▶ [STATED TASK] State how many lines of the records below contain the string "baseboard". Give only the number.

[Pointing dataset records]

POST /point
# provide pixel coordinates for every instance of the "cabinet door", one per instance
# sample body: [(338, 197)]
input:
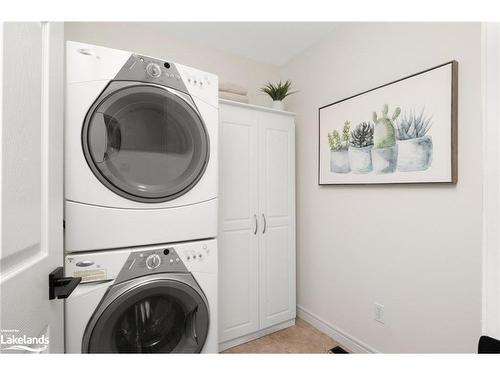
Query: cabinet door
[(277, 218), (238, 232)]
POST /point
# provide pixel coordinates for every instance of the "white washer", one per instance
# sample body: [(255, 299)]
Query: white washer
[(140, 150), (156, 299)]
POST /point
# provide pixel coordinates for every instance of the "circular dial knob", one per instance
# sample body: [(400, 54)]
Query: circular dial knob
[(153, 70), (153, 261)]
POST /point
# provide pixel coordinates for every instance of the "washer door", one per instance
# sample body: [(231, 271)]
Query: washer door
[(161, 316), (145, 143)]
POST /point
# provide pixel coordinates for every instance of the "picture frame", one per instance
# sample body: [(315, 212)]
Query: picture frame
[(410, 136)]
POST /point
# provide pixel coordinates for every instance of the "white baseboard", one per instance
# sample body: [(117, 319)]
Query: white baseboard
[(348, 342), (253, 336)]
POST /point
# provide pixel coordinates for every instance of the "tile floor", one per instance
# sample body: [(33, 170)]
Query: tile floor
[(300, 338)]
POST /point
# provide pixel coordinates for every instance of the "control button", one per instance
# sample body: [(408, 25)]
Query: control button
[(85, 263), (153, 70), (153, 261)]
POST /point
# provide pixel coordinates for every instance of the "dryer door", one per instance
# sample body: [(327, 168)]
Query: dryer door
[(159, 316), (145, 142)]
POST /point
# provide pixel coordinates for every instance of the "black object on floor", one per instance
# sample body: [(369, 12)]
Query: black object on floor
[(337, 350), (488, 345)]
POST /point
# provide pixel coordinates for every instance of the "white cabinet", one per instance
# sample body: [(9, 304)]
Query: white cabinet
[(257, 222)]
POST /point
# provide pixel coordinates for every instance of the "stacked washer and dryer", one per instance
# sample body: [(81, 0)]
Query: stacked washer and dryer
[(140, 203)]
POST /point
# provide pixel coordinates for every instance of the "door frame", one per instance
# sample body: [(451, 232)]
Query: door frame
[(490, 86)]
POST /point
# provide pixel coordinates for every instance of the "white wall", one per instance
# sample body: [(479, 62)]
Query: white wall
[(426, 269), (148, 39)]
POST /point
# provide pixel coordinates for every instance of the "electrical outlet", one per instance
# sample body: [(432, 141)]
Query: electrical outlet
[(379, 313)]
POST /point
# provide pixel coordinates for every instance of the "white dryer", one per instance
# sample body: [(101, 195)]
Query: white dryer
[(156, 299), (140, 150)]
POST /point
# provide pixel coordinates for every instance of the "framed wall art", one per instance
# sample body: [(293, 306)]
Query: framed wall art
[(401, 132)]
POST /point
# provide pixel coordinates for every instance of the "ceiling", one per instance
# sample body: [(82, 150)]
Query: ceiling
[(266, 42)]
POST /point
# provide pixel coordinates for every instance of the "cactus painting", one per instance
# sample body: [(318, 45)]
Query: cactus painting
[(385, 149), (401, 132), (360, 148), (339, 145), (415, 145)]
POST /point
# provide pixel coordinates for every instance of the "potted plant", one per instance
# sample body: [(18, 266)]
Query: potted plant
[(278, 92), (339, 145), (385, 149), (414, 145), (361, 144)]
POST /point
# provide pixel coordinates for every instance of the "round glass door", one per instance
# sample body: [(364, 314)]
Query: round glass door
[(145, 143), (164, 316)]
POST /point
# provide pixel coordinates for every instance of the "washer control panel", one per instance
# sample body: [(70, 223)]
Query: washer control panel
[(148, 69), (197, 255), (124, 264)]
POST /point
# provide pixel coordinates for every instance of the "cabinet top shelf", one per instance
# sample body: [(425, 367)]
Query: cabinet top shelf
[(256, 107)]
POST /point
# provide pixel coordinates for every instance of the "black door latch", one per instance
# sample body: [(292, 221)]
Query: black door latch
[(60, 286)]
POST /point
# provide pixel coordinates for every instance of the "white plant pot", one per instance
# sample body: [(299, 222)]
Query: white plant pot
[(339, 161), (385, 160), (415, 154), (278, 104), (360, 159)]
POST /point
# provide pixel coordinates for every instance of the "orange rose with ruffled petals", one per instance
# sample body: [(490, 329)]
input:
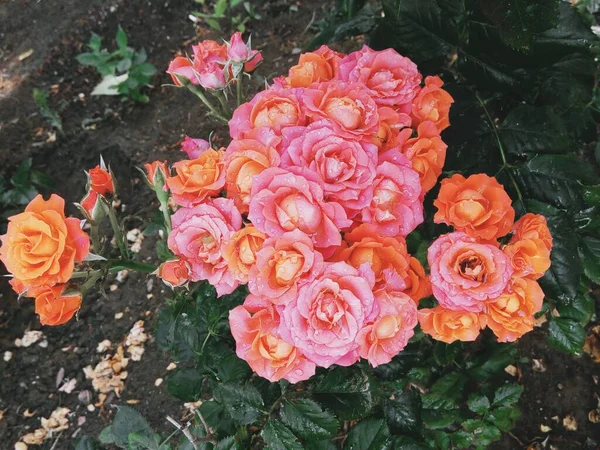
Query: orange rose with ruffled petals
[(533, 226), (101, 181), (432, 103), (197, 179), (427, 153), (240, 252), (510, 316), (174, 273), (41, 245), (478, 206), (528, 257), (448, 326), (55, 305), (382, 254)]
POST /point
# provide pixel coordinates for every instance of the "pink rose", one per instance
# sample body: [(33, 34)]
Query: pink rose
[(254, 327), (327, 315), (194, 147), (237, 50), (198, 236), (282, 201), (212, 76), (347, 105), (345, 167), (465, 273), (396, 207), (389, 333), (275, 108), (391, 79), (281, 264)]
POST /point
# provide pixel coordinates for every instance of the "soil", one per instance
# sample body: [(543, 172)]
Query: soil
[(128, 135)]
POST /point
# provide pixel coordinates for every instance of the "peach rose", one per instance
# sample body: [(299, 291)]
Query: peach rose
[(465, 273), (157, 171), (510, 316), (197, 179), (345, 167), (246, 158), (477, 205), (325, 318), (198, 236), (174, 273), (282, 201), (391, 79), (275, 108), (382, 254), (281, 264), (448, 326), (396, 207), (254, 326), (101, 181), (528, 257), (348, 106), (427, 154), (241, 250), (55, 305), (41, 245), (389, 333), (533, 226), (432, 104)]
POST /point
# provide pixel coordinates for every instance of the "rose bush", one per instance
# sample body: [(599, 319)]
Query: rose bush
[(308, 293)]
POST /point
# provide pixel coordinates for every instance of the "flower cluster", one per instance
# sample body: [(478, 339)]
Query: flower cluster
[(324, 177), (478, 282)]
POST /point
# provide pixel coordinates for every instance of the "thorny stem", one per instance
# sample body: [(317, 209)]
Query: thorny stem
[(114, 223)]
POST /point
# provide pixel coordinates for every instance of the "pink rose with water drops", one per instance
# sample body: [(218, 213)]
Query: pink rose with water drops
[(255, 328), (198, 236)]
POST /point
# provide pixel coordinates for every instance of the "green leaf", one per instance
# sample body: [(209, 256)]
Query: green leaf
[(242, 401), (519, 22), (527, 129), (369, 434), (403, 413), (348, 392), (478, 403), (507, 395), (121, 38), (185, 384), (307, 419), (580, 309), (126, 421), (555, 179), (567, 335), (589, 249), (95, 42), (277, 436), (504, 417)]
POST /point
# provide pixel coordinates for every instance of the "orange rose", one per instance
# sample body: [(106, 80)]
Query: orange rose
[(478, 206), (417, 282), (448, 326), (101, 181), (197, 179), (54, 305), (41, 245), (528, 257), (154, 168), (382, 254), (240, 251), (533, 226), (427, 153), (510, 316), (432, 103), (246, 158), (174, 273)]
---
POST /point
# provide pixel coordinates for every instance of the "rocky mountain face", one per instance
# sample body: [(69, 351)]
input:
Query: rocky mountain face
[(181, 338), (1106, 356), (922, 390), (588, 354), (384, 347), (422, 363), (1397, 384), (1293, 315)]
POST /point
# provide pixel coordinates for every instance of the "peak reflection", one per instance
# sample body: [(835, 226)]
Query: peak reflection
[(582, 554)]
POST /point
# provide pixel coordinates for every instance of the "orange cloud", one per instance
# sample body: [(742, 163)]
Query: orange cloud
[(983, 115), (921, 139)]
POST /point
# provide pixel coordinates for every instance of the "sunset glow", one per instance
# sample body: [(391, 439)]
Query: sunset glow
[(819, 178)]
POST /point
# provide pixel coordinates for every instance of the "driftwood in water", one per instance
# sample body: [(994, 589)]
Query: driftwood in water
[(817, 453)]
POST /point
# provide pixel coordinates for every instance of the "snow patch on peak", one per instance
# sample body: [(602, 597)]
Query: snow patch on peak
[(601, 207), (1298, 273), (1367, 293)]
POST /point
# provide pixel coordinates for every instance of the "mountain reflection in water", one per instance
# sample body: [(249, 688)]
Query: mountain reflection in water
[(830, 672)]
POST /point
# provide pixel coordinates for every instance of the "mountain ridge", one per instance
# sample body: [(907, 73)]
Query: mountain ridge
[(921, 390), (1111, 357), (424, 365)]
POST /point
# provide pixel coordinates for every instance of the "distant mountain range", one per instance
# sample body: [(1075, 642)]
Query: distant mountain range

▶ [ANSWER BELOW] 2